= YOUR INSTRUCTIONS =
Leaving out all pictures, return exactly the lines from the one that contains "Each instance receives a single keypoint. Tag the grass" through the end of the data below.

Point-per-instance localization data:
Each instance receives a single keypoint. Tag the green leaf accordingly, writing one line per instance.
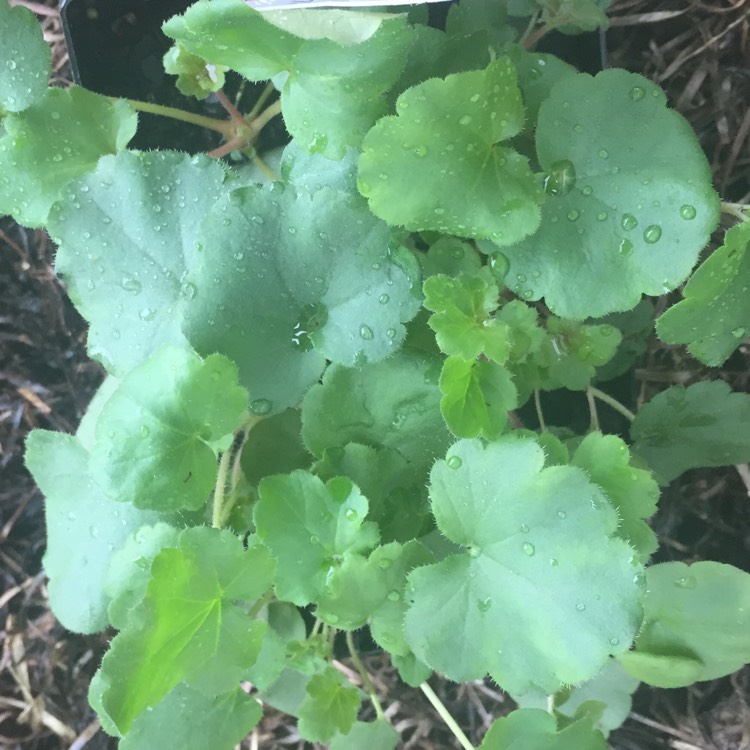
(633, 492)
(192, 720)
(155, 435)
(714, 316)
(613, 687)
(310, 528)
(534, 729)
(636, 327)
(681, 428)
(437, 164)
(462, 319)
(623, 225)
(373, 735)
(284, 282)
(84, 528)
(391, 404)
(195, 77)
(372, 590)
(57, 139)
(396, 496)
(542, 593)
(129, 570)
(330, 706)
(274, 446)
(697, 621)
(189, 626)
(138, 216)
(332, 67)
(27, 67)
(477, 397)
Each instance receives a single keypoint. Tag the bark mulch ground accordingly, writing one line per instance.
(700, 53)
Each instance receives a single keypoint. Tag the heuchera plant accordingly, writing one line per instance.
(324, 375)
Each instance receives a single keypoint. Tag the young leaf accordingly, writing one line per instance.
(127, 236)
(191, 720)
(84, 528)
(695, 614)
(315, 277)
(437, 164)
(632, 223)
(129, 570)
(533, 729)
(54, 141)
(477, 396)
(310, 528)
(632, 492)
(714, 316)
(195, 77)
(613, 687)
(154, 435)
(372, 735)
(331, 67)
(330, 706)
(26, 55)
(543, 592)
(391, 404)
(189, 626)
(462, 319)
(685, 428)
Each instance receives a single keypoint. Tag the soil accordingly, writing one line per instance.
(699, 53)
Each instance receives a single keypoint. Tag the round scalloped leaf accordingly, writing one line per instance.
(633, 492)
(391, 404)
(127, 234)
(693, 614)
(155, 435)
(25, 69)
(283, 282)
(311, 528)
(714, 317)
(331, 67)
(84, 528)
(534, 729)
(190, 626)
(705, 424)
(543, 592)
(642, 206)
(438, 163)
(58, 139)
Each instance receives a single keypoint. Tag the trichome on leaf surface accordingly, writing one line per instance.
(325, 366)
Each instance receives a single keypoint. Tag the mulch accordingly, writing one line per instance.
(699, 52)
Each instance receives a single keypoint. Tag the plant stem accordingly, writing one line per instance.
(437, 704)
(220, 488)
(539, 412)
(225, 127)
(735, 209)
(613, 402)
(366, 681)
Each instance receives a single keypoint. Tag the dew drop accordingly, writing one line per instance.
(652, 234)
(688, 212)
(483, 605)
(129, 284)
(561, 178)
(261, 406)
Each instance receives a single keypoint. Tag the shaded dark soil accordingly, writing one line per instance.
(699, 52)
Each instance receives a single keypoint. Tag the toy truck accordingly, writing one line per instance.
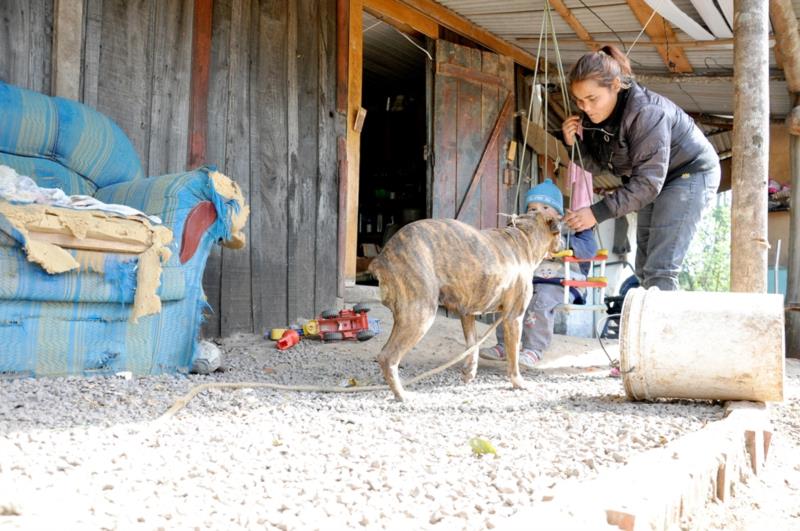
(346, 324)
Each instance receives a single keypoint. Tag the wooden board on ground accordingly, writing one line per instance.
(658, 488)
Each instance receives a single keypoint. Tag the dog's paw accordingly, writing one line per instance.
(519, 383)
(468, 373)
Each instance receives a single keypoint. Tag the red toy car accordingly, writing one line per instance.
(346, 324)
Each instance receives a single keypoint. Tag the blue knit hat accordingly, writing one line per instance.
(546, 193)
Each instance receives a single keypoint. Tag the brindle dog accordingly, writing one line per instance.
(468, 271)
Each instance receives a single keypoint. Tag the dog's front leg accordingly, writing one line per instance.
(471, 361)
(512, 330)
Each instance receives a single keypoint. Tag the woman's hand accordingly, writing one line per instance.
(570, 128)
(579, 220)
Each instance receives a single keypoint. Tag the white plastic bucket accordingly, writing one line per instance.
(717, 346)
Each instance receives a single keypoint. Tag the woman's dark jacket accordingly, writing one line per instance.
(647, 141)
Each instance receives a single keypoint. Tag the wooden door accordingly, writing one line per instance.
(472, 127)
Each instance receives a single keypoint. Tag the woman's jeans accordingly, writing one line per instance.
(666, 226)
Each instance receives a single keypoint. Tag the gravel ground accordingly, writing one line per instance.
(84, 453)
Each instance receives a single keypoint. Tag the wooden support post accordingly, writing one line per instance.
(793, 284)
(749, 244)
(201, 70)
(787, 40)
(354, 74)
(67, 45)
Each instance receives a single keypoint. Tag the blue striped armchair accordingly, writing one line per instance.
(78, 322)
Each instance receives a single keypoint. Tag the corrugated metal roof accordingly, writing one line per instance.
(388, 55)
(519, 22)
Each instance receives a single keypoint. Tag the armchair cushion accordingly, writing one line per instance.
(68, 133)
(84, 319)
(102, 277)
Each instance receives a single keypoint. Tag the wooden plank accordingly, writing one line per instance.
(792, 301)
(343, 171)
(217, 133)
(686, 45)
(326, 283)
(125, 71)
(67, 44)
(491, 107)
(470, 140)
(68, 241)
(342, 53)
(662, 487)
(541, 141)
(452, 20)
(303, 127)
(430, 92)
(569, 17)
(467, 74)
(489, 153)
(269, 168)
(236, 300)
(400, 15)
(26, 44)
(168, 137)
(659, 29)
(91, 51)
(201, 63)
(506, 71)
(354, 84)
(445, 135)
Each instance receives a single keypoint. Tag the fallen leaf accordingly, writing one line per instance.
(481, 446)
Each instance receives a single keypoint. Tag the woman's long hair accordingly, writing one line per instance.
(603, 66)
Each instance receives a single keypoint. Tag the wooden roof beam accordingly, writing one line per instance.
(660, 31)
(787, 37)
(574, 23)
(461, 25)
(403, 17)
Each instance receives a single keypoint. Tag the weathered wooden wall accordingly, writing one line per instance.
(272, 118)
(26, 28)
(272, 127)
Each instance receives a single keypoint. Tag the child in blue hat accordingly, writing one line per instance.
(537, 325)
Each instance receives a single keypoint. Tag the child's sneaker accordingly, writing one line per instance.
(529, 358)
(495, 353)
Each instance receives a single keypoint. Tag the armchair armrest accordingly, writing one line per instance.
(179, 197)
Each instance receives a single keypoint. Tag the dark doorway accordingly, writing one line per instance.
(393, 189)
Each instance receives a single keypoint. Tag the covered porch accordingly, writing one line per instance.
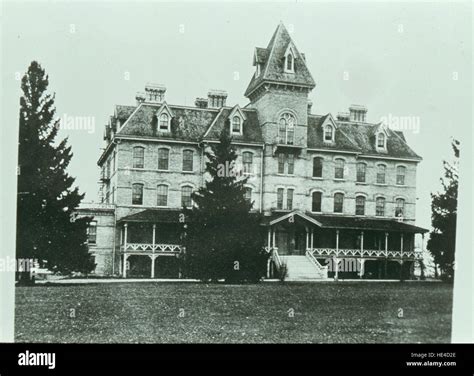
(348, 247)
(150, 244)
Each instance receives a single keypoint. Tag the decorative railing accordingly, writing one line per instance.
(344, 252)
(151, 248)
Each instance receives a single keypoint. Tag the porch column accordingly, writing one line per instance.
(124, 268)
(152, 266)
(336, 259)
(386, 255)
(307, 238)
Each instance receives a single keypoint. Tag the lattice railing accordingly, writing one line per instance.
(152, 248)
(344, 252)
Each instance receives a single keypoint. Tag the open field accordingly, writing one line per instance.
(327, 312)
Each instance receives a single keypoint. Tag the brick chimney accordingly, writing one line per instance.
(216, 98)
(201, 102)
(357, 113)
(155, 92)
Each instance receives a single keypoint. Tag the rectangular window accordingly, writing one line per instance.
(187, 160)
(381, 174)
(163, 159)
(316, 202)
(361, 172)
(289, 198)
(339, 169)
(338, 202)
(162, 195)
(247, 159)
(280, 198)
(401, 175)
(138, 157)
(92, 232)
(281, 163)
(380, 207)
(137, 194)
(317, 168)
(291, 164)
(360, 205)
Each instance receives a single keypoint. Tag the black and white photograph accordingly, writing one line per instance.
(237, 172)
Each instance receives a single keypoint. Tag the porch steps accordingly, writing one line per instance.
(301, 268)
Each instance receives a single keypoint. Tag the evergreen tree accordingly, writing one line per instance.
(46, 201)
(442, 242)
(223, 239)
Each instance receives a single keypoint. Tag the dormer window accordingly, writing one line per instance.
(328, 133)
(164, 122)
(381, 139)
(236, 125)
(289, 63)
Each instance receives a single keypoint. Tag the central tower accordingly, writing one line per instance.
(279, 90)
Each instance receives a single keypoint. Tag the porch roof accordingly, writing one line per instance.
(346, 222)
(153, 216)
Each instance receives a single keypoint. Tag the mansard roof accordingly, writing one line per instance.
(363, 134)
(358, 138)
(252, 132)
(315, 136)
(273, 63)
(189, 124)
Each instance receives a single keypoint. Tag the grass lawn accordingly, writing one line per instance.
(325, 312)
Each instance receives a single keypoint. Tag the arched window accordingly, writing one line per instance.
(164, 122)
(360, 205)
(381, 140)
(186, 200)
(236, 125)
(286, 129)
(289, 198)
(162, 195)
(339, 169)
(380, 207)
(188, 160)
(328, 133)
(401, 170)
(338, 202)
(381, 174)
(400, 207)
(163, 158)
(316, 202)
(138, 157)
(247, 160)
(137, 194)
(317, 167)
(289, 62)
(361, 167)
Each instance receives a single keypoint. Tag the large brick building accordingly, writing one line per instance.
(330, 187)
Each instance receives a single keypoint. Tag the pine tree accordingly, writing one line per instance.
(442, 242)
(223, 239)
(46, 199)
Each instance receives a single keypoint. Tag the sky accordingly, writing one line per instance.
(400, 60)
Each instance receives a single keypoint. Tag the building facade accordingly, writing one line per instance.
(332, 189)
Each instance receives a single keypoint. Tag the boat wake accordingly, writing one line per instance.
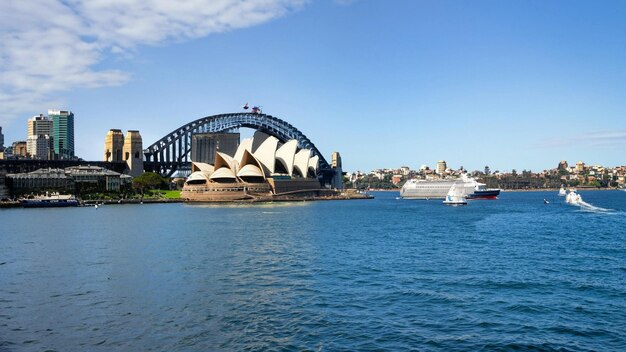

= ANSWER SPACE =
Each instance receives a single keypoint. Tag the grass lawn accordingly, writing one line per instance.
(325, 312)
Each instance receives a single keypoint. Tag the arched window accordingly, writing one line per instance.
(164, 122)
(360, 205)
(381, 140)
(186, 200)
(236, 125)
(286, 129)
(289, 198)
(162, 195)
(339, 169)
(380, 207)
(188, 160)
(328, 133)
(401, 170)
(338, 202)
(381, 174)
(400, 207)
(163, 158)
(316, 202)
(138, 157)
(247, 160)
(137, 194)
(317, 167)
(289, 62)
(361, 167)
Each instance receives a single keypoint. Tag the large brick building accordingly, writing one line per instance.
(330, 187)
Each instance receives a single keypoint. Tag the pine tree accordingly, writing one line per instance.
(442, 242)
(223, 239)
(46, 199)
Each instance receives a single keypoint. Tag the sky accordingly, writing one line per instance.
(400, 60)
Each instance receives a single keypoint. Tag the building facade accordingly, writing one line per instance.
(332, 189)
Each instance receives a single keypoint. Tag the boat wake accordingly, writing one line per instance.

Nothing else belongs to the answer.